What you will do – The lines to reproduce run from the one containing "positive clicks: (167, 221)" through the final line of the entries; write them out exactly and add nothing.

Dataset content –
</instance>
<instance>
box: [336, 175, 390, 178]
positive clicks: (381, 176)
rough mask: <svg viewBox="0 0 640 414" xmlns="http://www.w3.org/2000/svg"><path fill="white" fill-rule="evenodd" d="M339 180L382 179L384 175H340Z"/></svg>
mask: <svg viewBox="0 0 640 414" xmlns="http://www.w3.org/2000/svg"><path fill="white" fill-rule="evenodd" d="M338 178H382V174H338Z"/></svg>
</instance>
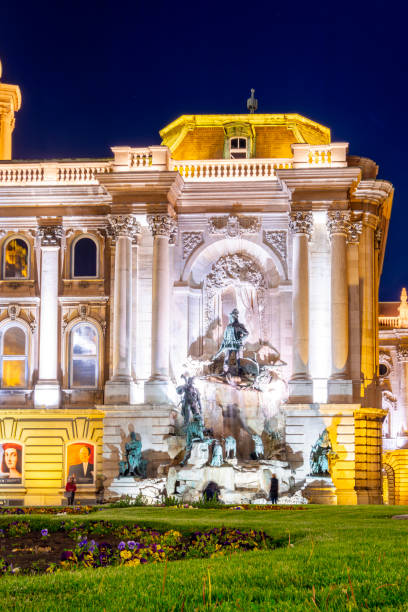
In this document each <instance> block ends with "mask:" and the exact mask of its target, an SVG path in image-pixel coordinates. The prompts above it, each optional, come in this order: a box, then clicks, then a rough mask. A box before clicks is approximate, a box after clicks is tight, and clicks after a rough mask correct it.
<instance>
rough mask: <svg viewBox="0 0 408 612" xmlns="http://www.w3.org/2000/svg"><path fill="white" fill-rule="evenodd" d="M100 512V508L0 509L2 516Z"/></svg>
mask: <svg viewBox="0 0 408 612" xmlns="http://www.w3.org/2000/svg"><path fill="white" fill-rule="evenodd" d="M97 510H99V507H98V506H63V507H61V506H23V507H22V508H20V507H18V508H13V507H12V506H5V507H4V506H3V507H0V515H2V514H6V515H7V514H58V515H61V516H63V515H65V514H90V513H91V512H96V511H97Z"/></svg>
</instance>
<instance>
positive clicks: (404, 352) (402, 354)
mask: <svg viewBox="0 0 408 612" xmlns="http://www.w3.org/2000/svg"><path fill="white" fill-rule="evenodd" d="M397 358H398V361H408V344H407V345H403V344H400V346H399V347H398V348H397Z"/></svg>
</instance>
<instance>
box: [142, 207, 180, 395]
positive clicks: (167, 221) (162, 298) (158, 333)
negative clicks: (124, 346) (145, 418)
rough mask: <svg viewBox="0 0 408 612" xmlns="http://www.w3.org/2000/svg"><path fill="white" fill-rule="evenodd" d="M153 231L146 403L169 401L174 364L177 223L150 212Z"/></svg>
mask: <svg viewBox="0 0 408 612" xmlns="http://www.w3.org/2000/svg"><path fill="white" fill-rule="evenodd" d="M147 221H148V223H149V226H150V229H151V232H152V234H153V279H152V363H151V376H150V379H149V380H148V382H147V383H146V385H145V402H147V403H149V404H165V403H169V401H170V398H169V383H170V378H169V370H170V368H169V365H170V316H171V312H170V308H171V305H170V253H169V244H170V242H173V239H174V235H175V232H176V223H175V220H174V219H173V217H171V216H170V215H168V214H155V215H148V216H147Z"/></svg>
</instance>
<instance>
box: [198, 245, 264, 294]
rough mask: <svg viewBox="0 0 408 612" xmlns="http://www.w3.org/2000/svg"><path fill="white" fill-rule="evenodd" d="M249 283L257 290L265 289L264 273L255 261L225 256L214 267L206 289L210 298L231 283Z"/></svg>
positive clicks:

Expected output –
positive clicks: (167, 221) (162, 298) (158, 333)
negative clicks: (124, 346) (145, 418)
rough mask: <svg viewBox="0 0 408 612" xmlns="http://www.w3.org/2000/svg"><path fill="white" fill-rule="evenodd" d="M153 231L146 403L169 401L174 364L177 223L150 212Z"/></svg>
mask: <svg viewBox="0 0 408 612" xmlns="http://www.w3.org/2000/svg"><path fill="white" fill-rule="evenodd" d="M147 221H148V223H149V226H150V229H151V232H152V234H153V279H152V363H151V376H150V379H149V380H148V382H147V383H146V385H145V402H147V403H149V404H165V403H169V401H170V398H169V383H170V378H169V370H170V368H169V365H170V316H171V312H170V308H171V305H170V253H169V244H170V242H173V239H174V235H175V232H176V223H175V220H174V219H173V217H171V216H170V215H168V214H155V215H148V216H147Z"/></svg>
</instance>
<instance>
box: [198, 245, 264, 294]
rough mask: <svg viewBox="0 0 408 612" xmlns="http://www.w3.org/2000/svg"><path fill="white" fill-rule="evenodd" d="M249 283L257 290L265 289L264 273L255 261L225 256L214 267L206 289L210 298L231 283Z"/></svg>
positive clicks:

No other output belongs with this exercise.